[BEGIN DATA RECORDS]

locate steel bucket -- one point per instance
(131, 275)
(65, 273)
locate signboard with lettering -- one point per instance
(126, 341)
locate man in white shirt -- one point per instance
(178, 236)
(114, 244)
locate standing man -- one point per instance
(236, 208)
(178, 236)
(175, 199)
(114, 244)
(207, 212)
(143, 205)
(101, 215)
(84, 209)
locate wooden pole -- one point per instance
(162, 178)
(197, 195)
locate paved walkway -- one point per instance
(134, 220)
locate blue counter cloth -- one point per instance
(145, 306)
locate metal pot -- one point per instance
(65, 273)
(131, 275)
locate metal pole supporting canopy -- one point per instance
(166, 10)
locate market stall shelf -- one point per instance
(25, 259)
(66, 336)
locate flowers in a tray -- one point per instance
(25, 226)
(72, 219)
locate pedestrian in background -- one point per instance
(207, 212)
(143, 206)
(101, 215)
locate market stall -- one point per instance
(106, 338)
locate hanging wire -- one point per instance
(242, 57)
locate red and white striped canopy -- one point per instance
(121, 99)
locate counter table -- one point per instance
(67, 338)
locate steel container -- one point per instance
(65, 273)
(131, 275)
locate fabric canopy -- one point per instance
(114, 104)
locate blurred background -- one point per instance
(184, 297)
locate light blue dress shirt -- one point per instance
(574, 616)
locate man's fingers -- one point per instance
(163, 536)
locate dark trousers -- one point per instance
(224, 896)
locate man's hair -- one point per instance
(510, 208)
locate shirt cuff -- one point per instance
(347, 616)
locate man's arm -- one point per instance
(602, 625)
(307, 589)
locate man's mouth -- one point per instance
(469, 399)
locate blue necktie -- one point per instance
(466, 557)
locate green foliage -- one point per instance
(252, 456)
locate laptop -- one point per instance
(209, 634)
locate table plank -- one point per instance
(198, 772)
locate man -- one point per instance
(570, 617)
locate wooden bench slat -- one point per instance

[END DATA RECORDS]

STATED PROBLEM ->
Repeat the items from the line containing "locate man in" through the end of the items, with both of those included, copying each line as it appears.

REPLY ->
locate man in white shirt -- one point per instance
(178, 236)
(114, 244)
locate standing man -- one point per instance
(236, 208)
(178, 236)
(175, 199)
(114, 244)
(207, 212)
(143, 205)
(101, 215)
(84, 209)
locate wooden pole -- one point per instance
(162, 178)
(197, 195)
locate paved walkway -- one point per instance
(134, 220)
locate blue counter cloth -- one point per instance
(145, 306)
locate metal pot -- one point per instance
(65, 273)
(131, 275)
locate metal pole supporting canopy -- one point per instance
(166, 10)
locate market stall shelf -- one point per instance
(25, 259)
(66, 336)
locate flowers in a tray -- one point per instance
(25, 226)
(72, 219)
locate pedestrian in background -- one point per instance
(207, 212)
(143, 206)
(101, 215)
locate market stall -- one point per instance
(106, 338)
locate hanging wire -- one point per instance
(242, 57)
locate red and white striped canopy -- one point per instance
(121, 99)
locate counter table -- one point per instance
(67, 338)
locate steel container -- one point per instance
(65, 273)
(131, 275)
locate fabric canopy -- one point per instance
(114, 104)
locate blurred background -- one point per instance
(184, 297)
locate light blue dress shirt -- one point per instance
(574, 616)
locate man's fingers -- one point per instance
(163, 536)
locate dark trousers -- one point per instance
(224, 896)
locate man's hair -- one point per instance
(510, 208)
locate shirt cuff -- one point per instance
(347, 616)
locate man's arm -- one point per instance
(602, 625)
(307, 589)
locate man's mouth -- one point per instance
(469, 399)
locate blue necktie -- one point per instance
(466, 557)
locate green foliage -- one point per instance
(252, 456)
locate laptop -- one point per instance
(209, 634)
locate table plank -- one point per instance
(198, 772)
locate man -- one point per instance
(570, 617)
locate wooden bench slat -- one point per instance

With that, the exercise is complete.